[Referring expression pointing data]
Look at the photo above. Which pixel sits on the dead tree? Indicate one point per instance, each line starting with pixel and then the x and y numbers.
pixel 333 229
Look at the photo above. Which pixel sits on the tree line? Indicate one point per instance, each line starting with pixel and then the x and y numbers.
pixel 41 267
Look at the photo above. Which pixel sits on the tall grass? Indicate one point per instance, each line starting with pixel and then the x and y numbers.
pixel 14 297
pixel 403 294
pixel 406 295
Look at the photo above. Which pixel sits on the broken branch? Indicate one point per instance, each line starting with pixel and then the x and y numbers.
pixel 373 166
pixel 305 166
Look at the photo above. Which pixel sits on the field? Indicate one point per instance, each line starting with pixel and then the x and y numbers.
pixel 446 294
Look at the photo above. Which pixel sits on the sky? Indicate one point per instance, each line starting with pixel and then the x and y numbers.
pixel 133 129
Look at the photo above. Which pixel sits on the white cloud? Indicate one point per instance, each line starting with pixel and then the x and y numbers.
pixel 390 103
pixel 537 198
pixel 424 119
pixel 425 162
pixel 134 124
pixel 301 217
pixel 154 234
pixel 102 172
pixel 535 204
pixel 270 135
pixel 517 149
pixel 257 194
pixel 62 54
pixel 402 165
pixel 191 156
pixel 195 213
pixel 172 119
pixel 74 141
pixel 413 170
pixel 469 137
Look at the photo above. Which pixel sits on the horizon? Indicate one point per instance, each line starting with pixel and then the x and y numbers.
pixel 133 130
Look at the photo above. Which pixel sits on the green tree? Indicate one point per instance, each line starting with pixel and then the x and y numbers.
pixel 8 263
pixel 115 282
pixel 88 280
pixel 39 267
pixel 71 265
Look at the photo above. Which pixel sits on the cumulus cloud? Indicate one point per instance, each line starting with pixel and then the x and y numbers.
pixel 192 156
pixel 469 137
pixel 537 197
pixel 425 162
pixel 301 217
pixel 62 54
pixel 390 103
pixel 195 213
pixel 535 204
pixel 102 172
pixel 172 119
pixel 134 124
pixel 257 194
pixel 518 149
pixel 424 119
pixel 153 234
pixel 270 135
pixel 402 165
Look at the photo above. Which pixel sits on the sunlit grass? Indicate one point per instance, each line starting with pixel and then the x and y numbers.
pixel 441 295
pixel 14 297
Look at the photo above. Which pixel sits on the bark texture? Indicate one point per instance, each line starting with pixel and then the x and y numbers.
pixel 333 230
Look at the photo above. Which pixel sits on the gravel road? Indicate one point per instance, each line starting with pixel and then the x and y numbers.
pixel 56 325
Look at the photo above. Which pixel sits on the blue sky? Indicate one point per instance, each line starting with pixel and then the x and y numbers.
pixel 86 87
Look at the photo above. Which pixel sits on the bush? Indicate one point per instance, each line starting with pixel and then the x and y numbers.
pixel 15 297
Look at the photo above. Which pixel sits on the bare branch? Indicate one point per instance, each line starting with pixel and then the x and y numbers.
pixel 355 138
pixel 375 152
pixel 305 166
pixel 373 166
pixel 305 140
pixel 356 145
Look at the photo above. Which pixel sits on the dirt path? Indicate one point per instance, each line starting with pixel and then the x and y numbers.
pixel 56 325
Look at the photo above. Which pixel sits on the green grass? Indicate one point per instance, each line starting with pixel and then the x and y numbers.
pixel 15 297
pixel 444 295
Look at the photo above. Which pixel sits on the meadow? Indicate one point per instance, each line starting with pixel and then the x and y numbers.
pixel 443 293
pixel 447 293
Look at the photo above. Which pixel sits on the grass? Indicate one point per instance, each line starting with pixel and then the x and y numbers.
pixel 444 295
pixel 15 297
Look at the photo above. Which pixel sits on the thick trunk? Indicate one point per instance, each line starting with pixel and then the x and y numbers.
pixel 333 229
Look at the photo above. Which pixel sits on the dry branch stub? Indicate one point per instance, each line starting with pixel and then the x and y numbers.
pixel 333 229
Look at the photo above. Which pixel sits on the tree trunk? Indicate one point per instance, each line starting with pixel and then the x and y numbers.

==

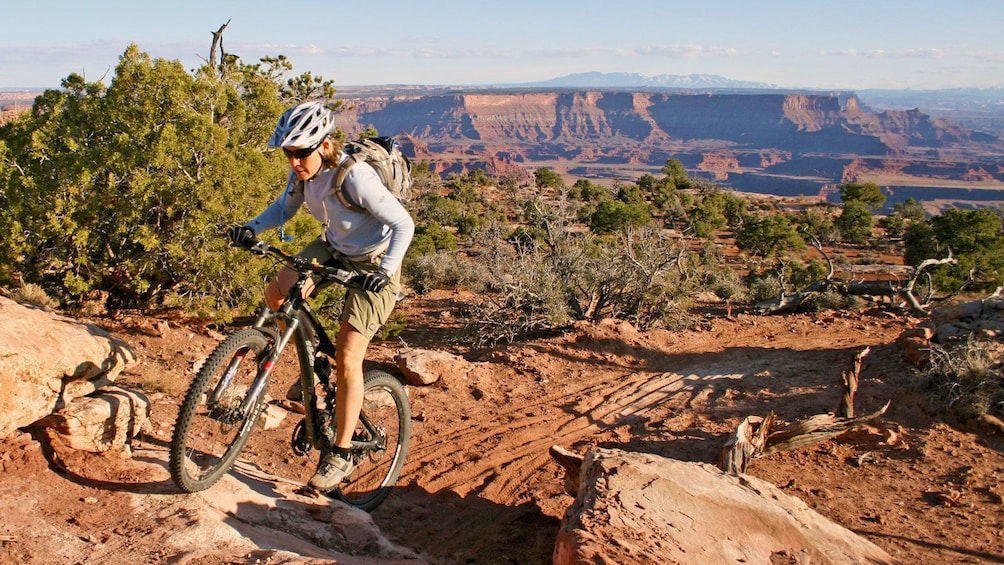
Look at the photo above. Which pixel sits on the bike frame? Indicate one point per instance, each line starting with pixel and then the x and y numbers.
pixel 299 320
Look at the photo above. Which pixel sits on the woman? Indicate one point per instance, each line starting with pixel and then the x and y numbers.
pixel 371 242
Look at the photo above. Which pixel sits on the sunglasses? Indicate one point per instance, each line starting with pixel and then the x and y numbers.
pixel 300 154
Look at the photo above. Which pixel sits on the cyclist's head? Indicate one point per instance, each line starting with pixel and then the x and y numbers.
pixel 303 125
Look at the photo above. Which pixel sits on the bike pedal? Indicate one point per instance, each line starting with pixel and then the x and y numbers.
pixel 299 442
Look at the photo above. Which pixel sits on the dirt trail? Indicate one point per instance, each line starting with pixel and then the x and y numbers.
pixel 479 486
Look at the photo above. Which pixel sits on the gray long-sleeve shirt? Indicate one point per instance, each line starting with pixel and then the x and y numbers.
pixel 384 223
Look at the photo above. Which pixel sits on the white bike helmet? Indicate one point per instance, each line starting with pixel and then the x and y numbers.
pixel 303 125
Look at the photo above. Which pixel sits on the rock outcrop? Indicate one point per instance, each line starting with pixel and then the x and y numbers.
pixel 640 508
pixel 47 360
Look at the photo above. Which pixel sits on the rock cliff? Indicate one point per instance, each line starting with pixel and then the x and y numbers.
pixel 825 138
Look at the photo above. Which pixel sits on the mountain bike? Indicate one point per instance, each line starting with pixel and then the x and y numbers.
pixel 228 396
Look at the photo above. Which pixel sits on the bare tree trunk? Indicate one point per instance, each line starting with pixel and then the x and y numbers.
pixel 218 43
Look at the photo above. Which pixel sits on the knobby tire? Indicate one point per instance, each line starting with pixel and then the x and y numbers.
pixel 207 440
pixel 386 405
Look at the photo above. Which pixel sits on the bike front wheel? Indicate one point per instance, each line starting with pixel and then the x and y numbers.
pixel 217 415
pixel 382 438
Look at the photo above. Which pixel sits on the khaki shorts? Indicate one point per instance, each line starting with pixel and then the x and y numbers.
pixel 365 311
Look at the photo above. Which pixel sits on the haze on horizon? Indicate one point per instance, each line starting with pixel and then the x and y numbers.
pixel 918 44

...

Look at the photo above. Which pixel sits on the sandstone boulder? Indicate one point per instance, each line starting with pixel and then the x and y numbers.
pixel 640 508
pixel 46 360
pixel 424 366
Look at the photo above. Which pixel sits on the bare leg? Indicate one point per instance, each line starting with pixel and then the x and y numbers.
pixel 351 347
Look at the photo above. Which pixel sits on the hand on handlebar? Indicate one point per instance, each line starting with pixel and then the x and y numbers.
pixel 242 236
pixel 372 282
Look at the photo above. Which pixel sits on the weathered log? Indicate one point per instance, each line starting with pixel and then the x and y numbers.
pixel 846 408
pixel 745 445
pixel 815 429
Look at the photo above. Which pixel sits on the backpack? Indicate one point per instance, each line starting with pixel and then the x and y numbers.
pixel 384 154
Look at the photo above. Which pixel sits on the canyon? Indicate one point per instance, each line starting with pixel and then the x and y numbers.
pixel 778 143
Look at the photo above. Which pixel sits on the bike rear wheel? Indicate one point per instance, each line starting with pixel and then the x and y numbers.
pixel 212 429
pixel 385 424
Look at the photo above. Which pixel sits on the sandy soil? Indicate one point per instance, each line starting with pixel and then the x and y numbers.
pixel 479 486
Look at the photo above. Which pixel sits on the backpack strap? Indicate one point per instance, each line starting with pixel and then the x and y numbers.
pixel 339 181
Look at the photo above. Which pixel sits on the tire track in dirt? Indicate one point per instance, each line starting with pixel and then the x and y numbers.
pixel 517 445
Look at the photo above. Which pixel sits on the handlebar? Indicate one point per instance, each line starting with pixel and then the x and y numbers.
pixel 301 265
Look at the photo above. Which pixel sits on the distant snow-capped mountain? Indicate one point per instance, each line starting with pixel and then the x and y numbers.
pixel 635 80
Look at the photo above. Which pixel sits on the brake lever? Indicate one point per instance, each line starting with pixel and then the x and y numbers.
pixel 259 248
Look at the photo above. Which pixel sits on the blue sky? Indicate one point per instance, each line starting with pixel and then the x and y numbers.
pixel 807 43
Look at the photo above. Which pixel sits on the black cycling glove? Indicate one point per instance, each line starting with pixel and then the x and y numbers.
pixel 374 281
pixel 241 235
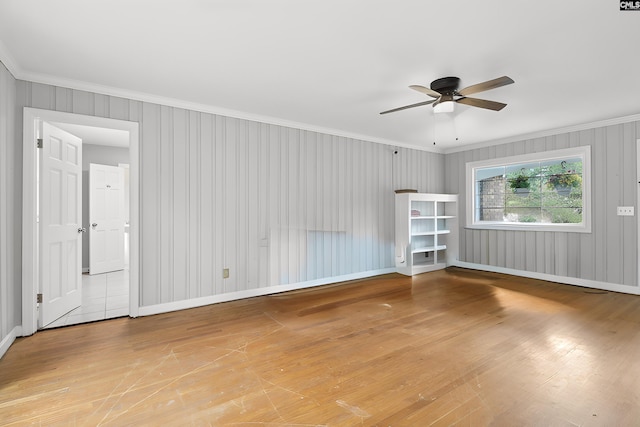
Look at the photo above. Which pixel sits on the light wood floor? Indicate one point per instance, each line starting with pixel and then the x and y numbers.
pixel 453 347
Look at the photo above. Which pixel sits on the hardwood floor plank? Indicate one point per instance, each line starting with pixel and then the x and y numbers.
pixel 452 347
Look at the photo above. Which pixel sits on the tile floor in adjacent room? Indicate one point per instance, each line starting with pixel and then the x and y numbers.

• **Exercise brief**
Write out exactly the lines above between the one with "Look at the photo above. Which pixel sits on the distant" and the one with "Look at the photo above. Which pixel sits on the tile", inclusive, with pictures left out.

• **Exercise solution**
Look at the photo above. Which pixel sits on the distant snow-capped mountain? Indicate one point per instance, each line starting with pixel and then the x and y numbers.
pixel 635 80
Look at the photo above. Which pixel sits on the brake lever? Indicate one point per instance, each line starting with pixel and then the x and y numbers.
pixel 259 248
Look at the photo above. Which pixel sits on the blue sky? Indicate one point per instance, each line starting with pixel and then the x and y numbers.
pixel 807 43
Look at the photo above. Which pixel sits on the black cycling glove? Indicate one point per instance, each line starting with pixel and then the x and y numbers.
pixel 374 281
pixel 241 235
Look at the photo above. Which pixel sits on the light wood floor? Indicate one point per instance, each line starting with pixel and then the x and y numbers.
pixel 453 347
Look at the photo above. Which pixel sits on the hardwood floor plank? Indicate one point per instance, each line starting with pixel and then the x and y numbers.
pixel 452 347
Look at the photo above. Which pixel sits on the tile floor in adjacent room? Indicate one point per instance, each line starting with pixel and then the x and y numbers.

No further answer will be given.